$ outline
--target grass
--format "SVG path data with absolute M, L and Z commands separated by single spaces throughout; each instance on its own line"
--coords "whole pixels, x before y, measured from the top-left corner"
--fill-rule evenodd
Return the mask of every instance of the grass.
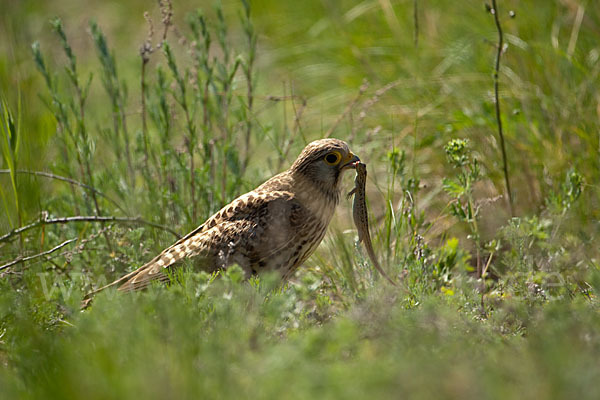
####
The answer must be an exact copy of every record above, minus the pictures.

$ outline
--target grass
--format "SVG path data with absolute M, L and Z commands separated by single spaces throughout; each instance on its own line"
--coords "whole pixels, x before y, measured from the top-left corner"
--fill-rule evenodd
Return the mask of every instance of the grass.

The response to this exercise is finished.